WRITTEN REQUEST:
Reproduce each of the following records word for word, keeping every line in its original order.

DATASET EXCERPTS:
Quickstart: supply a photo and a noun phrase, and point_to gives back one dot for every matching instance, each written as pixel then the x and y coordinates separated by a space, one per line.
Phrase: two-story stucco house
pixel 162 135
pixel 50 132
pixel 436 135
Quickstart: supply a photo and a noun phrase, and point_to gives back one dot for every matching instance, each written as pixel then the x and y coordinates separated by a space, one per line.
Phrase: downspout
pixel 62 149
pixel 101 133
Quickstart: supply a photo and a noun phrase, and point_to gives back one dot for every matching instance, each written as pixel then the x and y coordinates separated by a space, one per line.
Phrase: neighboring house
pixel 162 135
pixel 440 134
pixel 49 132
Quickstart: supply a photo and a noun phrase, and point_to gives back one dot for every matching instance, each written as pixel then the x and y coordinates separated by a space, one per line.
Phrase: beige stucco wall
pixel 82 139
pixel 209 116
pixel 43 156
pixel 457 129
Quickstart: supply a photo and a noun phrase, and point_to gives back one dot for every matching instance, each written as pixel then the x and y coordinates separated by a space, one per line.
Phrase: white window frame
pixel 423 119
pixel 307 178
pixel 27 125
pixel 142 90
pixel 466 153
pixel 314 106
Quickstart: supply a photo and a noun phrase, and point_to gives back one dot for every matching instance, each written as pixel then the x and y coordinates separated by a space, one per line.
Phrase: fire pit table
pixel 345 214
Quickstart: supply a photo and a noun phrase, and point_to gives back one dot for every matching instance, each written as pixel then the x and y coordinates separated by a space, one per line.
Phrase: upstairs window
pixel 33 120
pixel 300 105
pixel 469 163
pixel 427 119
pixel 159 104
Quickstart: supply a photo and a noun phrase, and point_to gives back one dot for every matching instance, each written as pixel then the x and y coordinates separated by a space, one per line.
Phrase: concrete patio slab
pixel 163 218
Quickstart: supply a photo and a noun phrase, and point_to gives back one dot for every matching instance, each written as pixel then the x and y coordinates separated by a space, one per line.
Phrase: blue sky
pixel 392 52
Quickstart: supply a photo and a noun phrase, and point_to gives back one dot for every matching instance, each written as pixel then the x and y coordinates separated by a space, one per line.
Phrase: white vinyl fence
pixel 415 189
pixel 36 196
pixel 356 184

FINISHED TASK:
Quickstart: supply a photo and a noun phrase, and point_to gives back one dot for every matching instance, each written as pixel then the x and y coordinates separated by a space, one per line.
Phrase: two-story stucco house
pixel 162 135
pixel 50 132
pixel 436 135
Quickstart: supply a photo and a noun phrase, and point_to gives back one dot for every matching instance, each written as pixel then the x and y coordinates separated by a space, one per line.
Phrase: downspout
pixel 62 149
pixel 101 133
Quickstart: supply a photo and a noun phrase, and point_to gives back one dot for every matching instance, each written as pixel then the x and y coordinates separated by a space, one per line.
Phrase: neighboring house
pixel 162 135
pixel 440 134
pixel 49 132
Quickstart: supply a photo and a noun phrase, and point_to gives back one dot for every matching instance, each written as pixel then the x and y coordinates separated by a space, one per line.
Phrase: beige stucco wall
pixel 82 139
pixel 209 116
pixel 43 156
pixel 457 129
Quickstart: supply a photo and a noun phrase, and point_to gives back one dot for every matching instance, each written as pixel then the x and y coordinates separated by a space, one per line.
Phrase: white window frame
pixel 423 119
pixel 307 178
pixel 27 125
pixel 142 90
pixel 466 153
pixel 314 106
Quickstart: supply a photo and a noun phrase, and point_to gives back one dot for every matching instance, each written as pixel then the x and y coordinates separated by a space, one per line.
Phrase: fire pit table
pixel 345 214
Quickstart: supply a photo and a noun phrase, and point_to gives back one dot for every matching instance, each written as pixel then the x and y coordinates separated by a space, one per line.
Phrase: upstairs window
pixel 33 120
pixel 300 105
pixel 469 163
pixel 427 119
pixel 159 104
Quickstart: supply a photo and a noun phrase, and point_to gives back one dot for every matching instance, each written as pixel then the x and y coordinates separated by a space, one per line.
Phrase: concrete patio slab
pixel 163 218
Quickstart: supply a photo and a noun phrase, and point_to gives back one dot for every matching instance, each written as pixel then the x and y coordinates separated by a space, one per line.
Phrase: blue sky
pixel 392 52
Quickstart: supply a photo and a noun phrase, and point_to gives back one dot for every matching instance, each written as pixel then the x and y coordinates separated by a space, one per line.
Phrase: white vinyl fence
pixel 415 189
pixel 36 196
pixel 356 184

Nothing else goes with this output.